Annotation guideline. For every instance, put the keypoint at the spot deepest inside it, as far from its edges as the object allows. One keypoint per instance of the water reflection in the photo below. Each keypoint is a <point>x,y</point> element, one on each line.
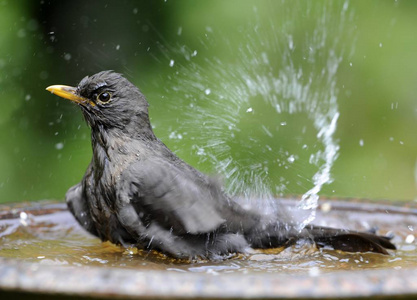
<point>56,239</point>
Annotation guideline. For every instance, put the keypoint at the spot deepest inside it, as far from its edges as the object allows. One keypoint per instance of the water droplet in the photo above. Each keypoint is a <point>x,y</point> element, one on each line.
<point>410,238</point>
<point>59,146</point>
<point>21,33</point>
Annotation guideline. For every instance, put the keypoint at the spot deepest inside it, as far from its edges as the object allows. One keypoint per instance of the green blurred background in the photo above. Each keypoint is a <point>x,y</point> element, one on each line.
<point>186,54</point>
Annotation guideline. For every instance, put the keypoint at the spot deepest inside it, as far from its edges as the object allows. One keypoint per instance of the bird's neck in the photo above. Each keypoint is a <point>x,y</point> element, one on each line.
<point>109,142</point>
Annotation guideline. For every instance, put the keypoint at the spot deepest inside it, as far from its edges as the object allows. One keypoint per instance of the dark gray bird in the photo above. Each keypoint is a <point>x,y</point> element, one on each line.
<point>137,192</point>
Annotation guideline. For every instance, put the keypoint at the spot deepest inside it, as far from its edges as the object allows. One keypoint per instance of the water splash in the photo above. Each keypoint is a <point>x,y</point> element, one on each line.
<point>265,119</point>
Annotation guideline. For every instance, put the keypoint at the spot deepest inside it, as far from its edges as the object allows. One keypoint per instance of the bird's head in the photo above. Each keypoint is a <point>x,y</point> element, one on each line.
<point>108,100</point>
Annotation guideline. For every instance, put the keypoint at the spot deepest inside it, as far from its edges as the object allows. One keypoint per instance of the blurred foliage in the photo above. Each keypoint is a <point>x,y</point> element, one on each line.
<point>174,51</point>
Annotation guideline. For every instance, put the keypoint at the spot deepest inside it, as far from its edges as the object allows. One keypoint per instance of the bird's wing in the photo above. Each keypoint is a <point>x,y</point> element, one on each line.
<point>165,193</point>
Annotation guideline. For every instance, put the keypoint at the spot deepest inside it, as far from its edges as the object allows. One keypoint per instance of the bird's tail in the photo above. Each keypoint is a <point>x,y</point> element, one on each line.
<point>279,235</point>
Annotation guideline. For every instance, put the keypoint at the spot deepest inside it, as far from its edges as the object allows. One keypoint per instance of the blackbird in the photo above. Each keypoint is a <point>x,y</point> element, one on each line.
<point>136,192</point>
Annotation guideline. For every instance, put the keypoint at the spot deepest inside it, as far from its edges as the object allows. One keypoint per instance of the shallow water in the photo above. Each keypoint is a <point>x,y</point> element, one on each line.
<point>56,239</point>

+===+

**Directions for this task:** Rewrite all of the data above, replacing "Annotation guideline" with "Labeling rule" wherever it occurs and leaving everything else unchanged. Omit the pictures from your answer.

**Solution to the problem:**
Labeling rule. For every instance, put the keypoint at the spot deepest inside it, as far from its edges as the object allows. One keypoint per instance of the water reflection in the photo below. Each keypoint is a <point>x,y</point> element, one on each line.
<point>56,239</point>
Labeling rule. For every instance, put the keypoint at the spot deepest inside it, as far from its edges as the object allows. One keypoint per instance of the water droplet in the photo above. Each keypoint is a <point>x,y</point> element, one on each line.
<point>410,238</point>
<point>59,146</point>
<point>21,33</point>
Labeling rule. For every instance, put the keypoint at the spot deepest inside it, as far from its edges as the object allows. One keypoint per instance of the green blurred background in the photo above. Each keypoint is a <point>x,y</point> element, one on each line.
<point>186,54</point>
Labeling rule. For every instance, put the keypoint at the spot deepest inside it, as far from its edges as the object allows. One keypoint per instance of the bird's neck in the photo above. Each keypoint is a <point>x,y</point> element, one on each line.
<point>109,142</point>
Labeling rule. For every instance, put the keypoint at the spot deepest inside it, as far from its edges as the object allows. One keypoint per instance of the dark gray bird in the photo above. Each keypoint is a <point>x,y</point> element, one on each line.
<point>137,192</point>
Labeling rule. For every instance, put the keypoint at the spot deepest inside it, as far from its edges as the object allows. One keypoint per instance of the water splash in the photo above. Each keypoint is a <point>x,y</point> element, one on each line.
<point>265,119</point>
Labeling rule. For every instance, put the keypoint at the spot deepest inside it, as far from its edges as the object allows. One keypoint per instance of the bird's head in the photo above. Each keypoint is a <point>x,y</point> element, one on each line.
<point>108,100</point>
Labeling rule. For every instance, put the keypoint at the spot deepest inside it, as far from its edges as the object allows. One keypoint per instance of the blurred foliage in the photo above. Each keypoint is a <point>x,y</point> element, one on each line.
<point>174,51</point>
Labeling rule. For every instance, put the keypoint at the spot deepest inside it, as far from its edges as the object allows. One keypoint per instance of the bird's wing in the photo above. Each keypoint is a <point>x,y</point> element, one on each line.
<point>165,193</point>
Labeling rule. For every instance, put the keypoint at the spot deepest inside it, as far from its edges as the object allows. One keypoint per instance of the bird's tail in the photo above. Each keypoint is a <point>x,y</point> element, one on each line.
<point>279,235</point>
Labeling rule. For every instance, put the keypoint at the spot deepest inside it, as far from its edges as the object allows. One keypoint per instance of the blackbird in the photo above. Each keypoint is a <point>x,y</point> element, one on each line.
<point>136,192</point>
Labeling rule. For every instance, put the keypoint at the spot deepest inside it, as far from its edges as the object allows. One keypoint per instance of the shallow water in the photo above. Each keypoint is a <point>x,y</point> element, one on each line.
<point>56,239</point>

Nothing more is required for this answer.